Texte source:
-=-=-=-=-

Malcom Lowry, Lunar caustic, traduit par Clarisse Francillon, 10/18, 2004.



jeudi 6 mars 2014

ELIZABETH SMART / L'arrogance des vauriens

Ne pas plier ni se briser. Ne pas laisser l'angoisse ni les incertitudes avoir raison de soi alors même que rien ne va. Désertion de tout espoir. Disparition de tout amour, de toute joie. Enivrement et torture du souvenir. De l'oubli. De ruade en ruade laisser tomber de soi, peaux mortes, scories dévastatrices, les lambeaux de la seule histoire réellement vécue.  Frissonner de peur et du désir de se laisser engloutir dans les eaux glacées de la culpabilité et de la solitude. 
"Que faire une fois éprouvées les sensations tant convoitées? Sentir ses os fragiles se broyer sous leur poids. Sentir toutes les aspérités du corps, une enveloppe sèche pour l'âme".

Trente- deux ans après le récit ( au titre beau comme un poème: A la hauteur de Grand central Station je me suis assise et j'ai pleuré!) de sa passion avec le poète anglais George Barker, père de ses quatre enfants, Elizabeth Smart, écrivaine canadienne aux faux airs de Barbara Loden ou de Sylvia Plath, fait paraître ce récit de ses années solitaires, où elle tente nerveusement d'atteindre aux berges fades de la survie, sans ravaler sa colère ni son extrême vulnérabilité, dans une "douloureuse paralysie" émotionnelle.

Tout de fébrilité, son texte force la compassion et le respect. Au coeur du coeur et du corps de cette femme - ce pourrait être n'importe laquelle d'entre nous ayant aimé - la nécessité de se réinventer une vie, un devenir, alors même qu'autour d'elle s'étend une ville dévastée, moralement, économiquement - c'est l'immédiat après-guerre-,  prolongement sensible  de sa propre désolation. Une femme comme un paysage, en ruine, scrutant ce qui lui reste: des enfants, un corps, les derniers lieux du réel.

Tout entière tendue vers un vivre nécessaire et urgent ( "Je suis à l'âge où je sais que jamais je n'obtiendra ce que je veux. Peut-être en aurai-je une pâle copie.") Smart est poignante, oscillant entre sagesse brute ( "les femmes, elles, sont coincées...") et envie d'en finir, puisque, d'une certaine façon, n'est-ce pas, tout l'est déjà:
"Après le travail je danse dans des cabarets enfumés, je m'exalte au son des versions jazz de Liebestraum. Et si demain matin, je regardais par la fenêtre de mon bureau et je décidais de sauter?"

-=-=-=-=-

Enregistrements issus d'un jeu de données:
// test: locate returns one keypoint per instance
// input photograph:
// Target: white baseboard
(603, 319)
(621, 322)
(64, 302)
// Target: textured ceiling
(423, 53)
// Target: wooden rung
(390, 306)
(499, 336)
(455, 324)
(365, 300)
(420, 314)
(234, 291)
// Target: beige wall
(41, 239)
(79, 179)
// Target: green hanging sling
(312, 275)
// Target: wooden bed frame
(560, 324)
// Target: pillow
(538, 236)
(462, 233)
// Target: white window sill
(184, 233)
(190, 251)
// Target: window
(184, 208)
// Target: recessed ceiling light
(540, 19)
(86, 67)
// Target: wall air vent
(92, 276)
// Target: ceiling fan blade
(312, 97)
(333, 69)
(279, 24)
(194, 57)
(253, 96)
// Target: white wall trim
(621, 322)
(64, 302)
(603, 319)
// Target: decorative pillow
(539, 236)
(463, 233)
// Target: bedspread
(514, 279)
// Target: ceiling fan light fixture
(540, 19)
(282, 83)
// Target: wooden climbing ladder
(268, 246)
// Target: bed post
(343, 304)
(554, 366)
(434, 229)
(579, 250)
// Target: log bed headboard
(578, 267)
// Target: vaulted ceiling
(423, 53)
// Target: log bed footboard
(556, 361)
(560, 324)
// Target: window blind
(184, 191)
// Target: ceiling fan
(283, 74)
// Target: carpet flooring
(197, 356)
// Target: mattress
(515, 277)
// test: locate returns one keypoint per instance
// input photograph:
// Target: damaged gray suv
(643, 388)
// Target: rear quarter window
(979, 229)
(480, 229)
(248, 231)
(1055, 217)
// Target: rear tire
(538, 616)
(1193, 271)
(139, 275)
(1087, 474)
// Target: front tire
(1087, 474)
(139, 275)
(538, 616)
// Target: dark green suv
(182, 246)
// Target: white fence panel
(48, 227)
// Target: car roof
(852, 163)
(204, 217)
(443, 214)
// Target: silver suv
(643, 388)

-=-=-=-=-

Exercices:
1 - Que dit le texte source sur les points suivants ?
(a) Combien d'années séparent ce récit de celui de la passion d'Elizabeth Smart avec George Barker ?
(b) Quelle est la nationalité d'Elizabeth Smart ?
(c) Sur quelle musique danse-t-elle dans les cabarets enfumés ?
2 - Ces affirmations concordent-elles avec le texte source ?
(a) George Barker était un poète américain.
(b) L'époque décrite est l'immédiat après-guerre.
(c) George Barker est le père de deux des enfants d'Elizabeth Smart.

Corrigé détaillé:
1 -
(a) Trente-deux ans.
(b) Elle est canadienne.
(c) Sur des versions jazz de Liebestraum.

2 -
(a) Non : « le poète anglais George Barker ».
(b) Oui : « c'est l'immédiat après-guerre ».
(c) Non : « père de ses quatre enfants ».